Carry on with the descriptions of the indexer query headers, starting right after their last words.

■ **DOCUMENT EXTRACT**:
"""

Return --       The fields to return.  If this header is not specified
                then the Rank, Domian and Id fields are returned. Any 
                specified fields are in addition to these three. If an
                Application is specified then the Application defaults
                apply.

First --        Specify that, after appropriate sorting, all items up
                to this one are discarded and not returned to the
                client.  This will allow the client to perform
                page-at-a-time queries.

Limit --        Specify that no more than this many items are
                returned.  If negative, an unlimited number of results
                are returned.
                If 0 (zero) then only a count of results is returned.

Sort --         Specify that the results are ordered based on the
                values of specified fields.  If the sort should be on
                multiple fields, then multiple sort headers must be
                specified.  By default, the indexer orders results by
                rank.  The special field name 'RANK' may be used to
                include rank-order within a multi-field sort.  To
                sort fields in reverse order, append ':Desc' to the
                sort field name, e.g.

"""

■ **GIVEN DATA**:
"""

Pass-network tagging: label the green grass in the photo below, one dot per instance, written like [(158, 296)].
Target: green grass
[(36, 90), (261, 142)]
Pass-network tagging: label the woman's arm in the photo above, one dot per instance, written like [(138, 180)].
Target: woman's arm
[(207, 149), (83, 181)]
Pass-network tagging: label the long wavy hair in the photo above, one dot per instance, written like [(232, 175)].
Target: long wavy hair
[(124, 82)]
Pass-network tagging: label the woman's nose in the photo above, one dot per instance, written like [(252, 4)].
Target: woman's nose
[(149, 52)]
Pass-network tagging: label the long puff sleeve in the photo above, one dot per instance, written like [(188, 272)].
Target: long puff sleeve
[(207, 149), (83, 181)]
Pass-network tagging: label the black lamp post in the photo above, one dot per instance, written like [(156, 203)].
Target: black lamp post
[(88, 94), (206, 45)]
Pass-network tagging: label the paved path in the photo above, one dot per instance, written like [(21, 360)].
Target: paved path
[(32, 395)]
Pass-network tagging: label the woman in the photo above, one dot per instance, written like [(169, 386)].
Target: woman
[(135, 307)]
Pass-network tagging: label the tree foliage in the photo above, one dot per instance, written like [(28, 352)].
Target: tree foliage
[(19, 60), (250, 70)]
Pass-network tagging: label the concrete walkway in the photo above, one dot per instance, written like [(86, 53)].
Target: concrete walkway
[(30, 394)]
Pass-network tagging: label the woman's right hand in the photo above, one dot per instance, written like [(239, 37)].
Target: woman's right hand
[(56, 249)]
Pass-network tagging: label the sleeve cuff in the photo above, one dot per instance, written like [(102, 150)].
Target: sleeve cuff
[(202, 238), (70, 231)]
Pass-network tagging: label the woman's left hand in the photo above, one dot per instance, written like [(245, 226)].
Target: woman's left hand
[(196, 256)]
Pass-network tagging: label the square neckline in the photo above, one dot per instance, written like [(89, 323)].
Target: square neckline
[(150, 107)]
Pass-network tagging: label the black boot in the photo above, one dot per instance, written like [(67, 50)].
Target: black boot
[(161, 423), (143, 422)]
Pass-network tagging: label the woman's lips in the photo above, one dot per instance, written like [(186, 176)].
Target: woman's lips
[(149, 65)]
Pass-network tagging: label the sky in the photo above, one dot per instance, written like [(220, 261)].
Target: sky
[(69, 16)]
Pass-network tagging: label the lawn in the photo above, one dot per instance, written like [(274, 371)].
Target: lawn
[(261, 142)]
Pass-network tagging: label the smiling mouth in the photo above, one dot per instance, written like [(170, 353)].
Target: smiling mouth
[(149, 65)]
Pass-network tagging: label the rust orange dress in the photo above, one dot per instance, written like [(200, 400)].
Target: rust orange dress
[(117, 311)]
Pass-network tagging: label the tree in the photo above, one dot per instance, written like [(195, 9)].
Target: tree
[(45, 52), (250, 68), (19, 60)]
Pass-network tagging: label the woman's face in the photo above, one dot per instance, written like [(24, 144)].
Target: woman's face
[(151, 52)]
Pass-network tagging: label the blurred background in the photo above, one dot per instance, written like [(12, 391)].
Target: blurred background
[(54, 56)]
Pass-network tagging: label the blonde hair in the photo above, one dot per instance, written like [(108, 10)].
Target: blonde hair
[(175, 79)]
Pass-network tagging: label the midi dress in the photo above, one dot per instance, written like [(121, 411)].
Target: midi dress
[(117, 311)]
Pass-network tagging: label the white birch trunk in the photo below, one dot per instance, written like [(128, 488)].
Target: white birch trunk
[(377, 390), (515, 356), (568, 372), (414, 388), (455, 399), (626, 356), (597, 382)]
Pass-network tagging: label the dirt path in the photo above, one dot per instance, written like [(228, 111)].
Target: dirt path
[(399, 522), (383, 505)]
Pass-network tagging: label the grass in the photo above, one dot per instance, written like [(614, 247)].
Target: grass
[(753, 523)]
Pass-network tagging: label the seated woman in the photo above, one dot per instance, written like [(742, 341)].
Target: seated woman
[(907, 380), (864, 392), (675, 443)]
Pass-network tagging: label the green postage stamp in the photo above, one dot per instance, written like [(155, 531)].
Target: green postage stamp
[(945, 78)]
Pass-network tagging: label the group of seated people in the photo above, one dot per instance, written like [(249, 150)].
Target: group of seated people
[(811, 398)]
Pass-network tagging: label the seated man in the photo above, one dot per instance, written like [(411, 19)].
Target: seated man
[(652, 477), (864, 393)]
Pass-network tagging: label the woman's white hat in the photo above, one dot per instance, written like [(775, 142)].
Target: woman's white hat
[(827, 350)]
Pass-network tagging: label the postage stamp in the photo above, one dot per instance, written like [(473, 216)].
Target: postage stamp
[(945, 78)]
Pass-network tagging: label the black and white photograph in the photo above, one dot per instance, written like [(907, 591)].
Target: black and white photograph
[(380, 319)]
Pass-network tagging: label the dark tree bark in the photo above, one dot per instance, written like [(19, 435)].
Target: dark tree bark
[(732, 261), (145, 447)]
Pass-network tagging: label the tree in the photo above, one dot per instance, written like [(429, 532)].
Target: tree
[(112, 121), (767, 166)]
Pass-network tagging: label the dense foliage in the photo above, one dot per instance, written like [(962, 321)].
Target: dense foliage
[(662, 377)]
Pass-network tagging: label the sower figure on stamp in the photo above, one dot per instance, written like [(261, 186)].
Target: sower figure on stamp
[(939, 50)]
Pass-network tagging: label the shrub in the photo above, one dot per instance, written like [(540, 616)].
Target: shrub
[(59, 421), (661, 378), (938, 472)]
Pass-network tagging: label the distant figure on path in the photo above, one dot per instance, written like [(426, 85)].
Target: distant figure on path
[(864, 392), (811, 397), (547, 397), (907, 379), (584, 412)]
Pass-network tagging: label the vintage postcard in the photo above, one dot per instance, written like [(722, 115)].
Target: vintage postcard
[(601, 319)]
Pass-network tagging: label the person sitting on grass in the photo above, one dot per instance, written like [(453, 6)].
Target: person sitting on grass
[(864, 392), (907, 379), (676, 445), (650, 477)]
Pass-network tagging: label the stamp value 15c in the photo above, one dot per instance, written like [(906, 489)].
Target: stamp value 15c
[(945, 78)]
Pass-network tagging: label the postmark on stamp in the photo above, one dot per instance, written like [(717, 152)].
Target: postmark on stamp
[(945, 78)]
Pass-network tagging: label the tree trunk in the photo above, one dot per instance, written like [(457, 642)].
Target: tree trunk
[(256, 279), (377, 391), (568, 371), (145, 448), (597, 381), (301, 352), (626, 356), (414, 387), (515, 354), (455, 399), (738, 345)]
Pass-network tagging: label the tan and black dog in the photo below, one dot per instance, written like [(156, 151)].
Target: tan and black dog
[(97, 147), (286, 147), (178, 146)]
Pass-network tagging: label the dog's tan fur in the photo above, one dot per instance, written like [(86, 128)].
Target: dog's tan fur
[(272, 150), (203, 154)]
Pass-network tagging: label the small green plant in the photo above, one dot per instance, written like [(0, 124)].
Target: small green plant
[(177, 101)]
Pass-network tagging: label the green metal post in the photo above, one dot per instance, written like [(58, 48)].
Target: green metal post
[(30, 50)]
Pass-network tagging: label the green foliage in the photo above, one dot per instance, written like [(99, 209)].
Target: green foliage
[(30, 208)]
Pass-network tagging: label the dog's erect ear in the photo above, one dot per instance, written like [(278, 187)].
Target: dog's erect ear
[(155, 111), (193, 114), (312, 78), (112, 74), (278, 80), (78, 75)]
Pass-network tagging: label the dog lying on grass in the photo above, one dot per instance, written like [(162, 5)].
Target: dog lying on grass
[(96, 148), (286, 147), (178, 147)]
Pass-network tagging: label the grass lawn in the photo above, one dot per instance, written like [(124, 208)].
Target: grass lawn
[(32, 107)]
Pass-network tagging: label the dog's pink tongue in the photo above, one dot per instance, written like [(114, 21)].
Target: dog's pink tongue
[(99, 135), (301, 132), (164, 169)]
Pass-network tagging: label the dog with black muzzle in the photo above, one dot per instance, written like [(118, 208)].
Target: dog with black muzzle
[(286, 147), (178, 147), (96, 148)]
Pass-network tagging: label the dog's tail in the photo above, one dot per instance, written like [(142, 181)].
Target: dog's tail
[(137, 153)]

"""

■ **WRITTEN RESPONSE**:
                  Sort Date:Desc RANK:Desc Author
                  Sort RANK:Desc
                Sorting is very memory intensive as all the documents 
                must be loaded into memory and then sorted. USE WITH
                CAUTION when handling large result sets.
                IN ORDER TO SORT ON A FIELD IT MUST BE STORED!

Sort-Limit --   This specifies a user limit on the number of results
                to be sorted.  This is to increase application performance
                as sorting 1000s of results takes considerable time.
                If this value is lower than the Limit value specified 
                above then it will be ignored.
                If the number of results is greater than the Sort-Limit
                then an error will be returned.
                Please note that there is also a System sort-limit which
                is specified in the Server.config file.

Application --  Indicate that the default parameters for this query
                are to be taken from the specified application.  The
                application must have been set up previously.

Default-Field - This is the field that the query parser uses for any
                search term that does not specify a field name.  It
                must be entered in either the Transmission or the
                Application defaults.  If not specified, then unqualified
                search terms will be associated with a non-existant field
                and so will cause the query to find nothing.

Range-Field --  Specifies the Field name for which a Range
                query clause is wanted.  This header should be followed
                by the Range-From and Range-To headers.  Further Range-Field
                headers may then be specified for other fields.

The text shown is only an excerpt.